■ **Given problem**
Update every line from the one containing "Expected: one point per instance of the asphalt" down to the end of the rows, swapping "instance" for "occurrence" and leaving everything else untouched.

(Part of a data file)
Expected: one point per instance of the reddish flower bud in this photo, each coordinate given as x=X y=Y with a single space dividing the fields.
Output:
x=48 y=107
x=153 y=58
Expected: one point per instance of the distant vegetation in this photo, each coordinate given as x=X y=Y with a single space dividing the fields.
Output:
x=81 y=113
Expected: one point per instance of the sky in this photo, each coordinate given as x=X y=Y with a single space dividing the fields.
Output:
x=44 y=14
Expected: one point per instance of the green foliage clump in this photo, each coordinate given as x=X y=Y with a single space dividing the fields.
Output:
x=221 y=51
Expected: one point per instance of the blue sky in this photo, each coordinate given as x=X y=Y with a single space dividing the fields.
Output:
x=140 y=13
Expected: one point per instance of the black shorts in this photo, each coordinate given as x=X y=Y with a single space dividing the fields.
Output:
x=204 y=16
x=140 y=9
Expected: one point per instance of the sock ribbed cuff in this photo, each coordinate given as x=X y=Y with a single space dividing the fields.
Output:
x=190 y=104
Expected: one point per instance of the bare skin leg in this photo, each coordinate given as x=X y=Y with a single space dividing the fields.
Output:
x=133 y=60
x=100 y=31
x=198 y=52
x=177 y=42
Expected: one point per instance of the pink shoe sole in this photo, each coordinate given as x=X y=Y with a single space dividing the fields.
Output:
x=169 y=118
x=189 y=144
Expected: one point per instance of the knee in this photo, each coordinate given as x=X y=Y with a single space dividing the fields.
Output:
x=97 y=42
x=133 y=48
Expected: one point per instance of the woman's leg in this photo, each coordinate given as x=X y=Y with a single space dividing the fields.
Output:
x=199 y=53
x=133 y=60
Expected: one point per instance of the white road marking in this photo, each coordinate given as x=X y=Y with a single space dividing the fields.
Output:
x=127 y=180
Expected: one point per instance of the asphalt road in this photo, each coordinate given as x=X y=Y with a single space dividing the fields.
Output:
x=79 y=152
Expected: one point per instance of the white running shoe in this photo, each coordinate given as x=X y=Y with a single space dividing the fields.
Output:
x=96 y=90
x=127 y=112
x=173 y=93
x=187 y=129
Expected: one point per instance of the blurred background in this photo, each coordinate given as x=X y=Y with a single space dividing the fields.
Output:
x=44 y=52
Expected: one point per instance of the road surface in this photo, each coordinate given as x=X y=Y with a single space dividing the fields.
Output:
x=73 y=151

■ **Answer for the task**
Expected: one point per occurrence of the asphalt road in this photo, each coordinate given as x=X y=Y with a single space dividing the fields.
Output:
x=79 y=152
Expected: one point per occurrence of the white running shoe in this photo, each coordinate given as x=X y=Y with a single space dividing the fields.
Output:
x=96 y=90
x=127 y=112
x=173 y=93
x=187 y=129
Expected: one point per occurrence of the blurred background in this photo, each coordinate given as x=X y=Y with a single space dividing the fields.
Output:
x=44 y=52
Expected: one point per occurrence of the road surface in this photo, each coordinate given as x=X y=Y with a single space dividing the fields.
Output:
x=73 y=151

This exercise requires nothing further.